Exercise details — Your task is to print all of the data word for word.

Records from a data source:

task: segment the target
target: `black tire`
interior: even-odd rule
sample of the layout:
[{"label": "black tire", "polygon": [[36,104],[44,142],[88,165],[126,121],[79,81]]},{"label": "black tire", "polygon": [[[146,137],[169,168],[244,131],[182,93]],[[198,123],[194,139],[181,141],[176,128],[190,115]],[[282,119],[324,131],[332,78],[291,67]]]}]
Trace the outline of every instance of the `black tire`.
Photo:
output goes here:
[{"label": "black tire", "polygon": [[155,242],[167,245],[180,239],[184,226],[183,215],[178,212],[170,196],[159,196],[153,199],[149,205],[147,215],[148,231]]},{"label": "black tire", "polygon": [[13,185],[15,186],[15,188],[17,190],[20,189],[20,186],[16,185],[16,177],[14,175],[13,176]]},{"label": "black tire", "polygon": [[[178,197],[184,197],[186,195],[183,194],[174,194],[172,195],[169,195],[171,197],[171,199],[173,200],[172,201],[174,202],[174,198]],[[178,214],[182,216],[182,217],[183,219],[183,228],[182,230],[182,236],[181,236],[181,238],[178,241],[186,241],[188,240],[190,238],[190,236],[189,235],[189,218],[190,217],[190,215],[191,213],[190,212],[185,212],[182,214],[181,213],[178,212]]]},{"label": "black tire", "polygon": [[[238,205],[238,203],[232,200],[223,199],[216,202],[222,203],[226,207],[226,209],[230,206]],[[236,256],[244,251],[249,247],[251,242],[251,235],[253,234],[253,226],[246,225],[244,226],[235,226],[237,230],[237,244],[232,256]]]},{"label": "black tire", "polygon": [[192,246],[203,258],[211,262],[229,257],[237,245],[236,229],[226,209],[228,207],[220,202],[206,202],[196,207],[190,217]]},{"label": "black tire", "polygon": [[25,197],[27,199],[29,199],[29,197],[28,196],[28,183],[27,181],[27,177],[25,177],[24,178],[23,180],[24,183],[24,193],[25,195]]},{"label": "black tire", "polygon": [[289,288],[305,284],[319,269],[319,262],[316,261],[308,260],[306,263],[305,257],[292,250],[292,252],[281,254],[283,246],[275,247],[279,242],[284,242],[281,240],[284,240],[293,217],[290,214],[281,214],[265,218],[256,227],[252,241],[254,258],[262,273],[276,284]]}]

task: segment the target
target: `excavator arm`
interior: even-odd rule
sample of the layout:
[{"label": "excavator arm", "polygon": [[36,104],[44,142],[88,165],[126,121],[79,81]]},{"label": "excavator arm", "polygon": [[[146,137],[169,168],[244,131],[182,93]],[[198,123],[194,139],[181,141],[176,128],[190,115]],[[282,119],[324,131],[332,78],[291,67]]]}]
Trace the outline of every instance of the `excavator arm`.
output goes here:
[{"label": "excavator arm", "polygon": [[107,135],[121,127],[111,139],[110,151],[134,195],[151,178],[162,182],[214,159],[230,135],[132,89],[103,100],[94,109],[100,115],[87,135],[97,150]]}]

Answer to the task —
task: segment the target
target: `black tire`
interior: even-odd rule
sample of the layout:
[{"label": "black tire", "polygon": [[36,104],[44,142],[88,165],[126,121],[79,81]]},{"label": "black tire", "polygon": [[[146,137],[169,168],[244,131],[182,93]],[[198,123],[194,139],[181,141],[176,128],[190,115]],[[282,119],[324,131],[332,78],[291,67]]]}]
Trace the outline of every instance of the `black tire`.
Photo:
output goes here:
[{"label": "black tire", "polygon": [[155,242],[167,245],[180,239],[184,226],[183,215],[178,212],[170,196],[159,196],[153,199],[149,205],[147,215],[148,231]]},{"label": "black tire", "polygon": [[13,185],[15,186],[15,188],[17,190],[20,189],[20,186],[16,185],[16,177],[14,175],[13,176]]},{"label": "black tire", "polygon": [[[178,197],[184,197],[186,195],[183,194],[174,194],[172,195],[169,195],[171,197],[171,199],[173,200],[172,201],[174,202],[174,198]],[[178,214],[182,216],[182,217],[183,219],[183,228],[182,230],[182,236],[181,236],[181,238],[178,241],[186,241],[188,240],[190,238],[190,236],[189,235],[189,218],[190,217],[190,215],[191,213],[190,212],[185,212],[182,214],[181,213],[178,212]]]},{"label": "black tire", "polygon": [[[238,205],[238,203],[232,200],[223,199],[216,202],[222,203],[226,207],[226,209],[230,206]],[[236,256],[244,251],[249,247],[251,242],[251,235],[253,234],[253,226],[246,225],[244,226],[235,226],[237,230],[237,244],[232,256]]]},{"label": "black tire", "polygon": [[192,246],[203,258],[211,262],[229,257],[237,245],[236,229],[226,209],[228,207],[220,202],[206,202],[196,207],[190,217]]},{"label": "black tire", "polygon": [[25,197],[27,199],[29,199],[29,197],[28,196],[28,183],[27,181],[27,177],[25,177],[24,178],[23,180],[24,183],[24,193],[25,195]]},{"label": "black tire", "polygon": [[289,288],[305,284],[319,269],[319,262],[316,261],[308,260],[306,263],[305,257],[292,250],[292,252],[281,254],[283,246],[275,247],[279,242],[284,242],[281,240],[284,240],[293,217],[290,214],[281,214],[265,218],[256,227],[252,241],[254,258],[262,273],[276,284]]}]

task: segment the target
target: `excavator arm`
interior: even-odd rule
sample of the layout:
[{"label": "excavator arm", "polygon": [[36,104],[44,142],[88,165],[126,121],[79,81]]},{"label": "excavator arm", "polygon": [[[146,137],[169,168],[244,131],[182,93]],[[198,123],[194,139],[181,141],[176,128],[190,115]],[[282,119],[324,131],[332,78],[291,67]]]}]
Trace the outline of every instance of the `excavator arm`.
output goes here:
[{"label": "excavator arm", "polygon": [[107,135],[121,127],[111,139],[110,151],[134,195],[151,178],[162,182],[214,159],[230,135],[132,89],[103,100],[94,109],[100,115],[87,135],[97,150]]}]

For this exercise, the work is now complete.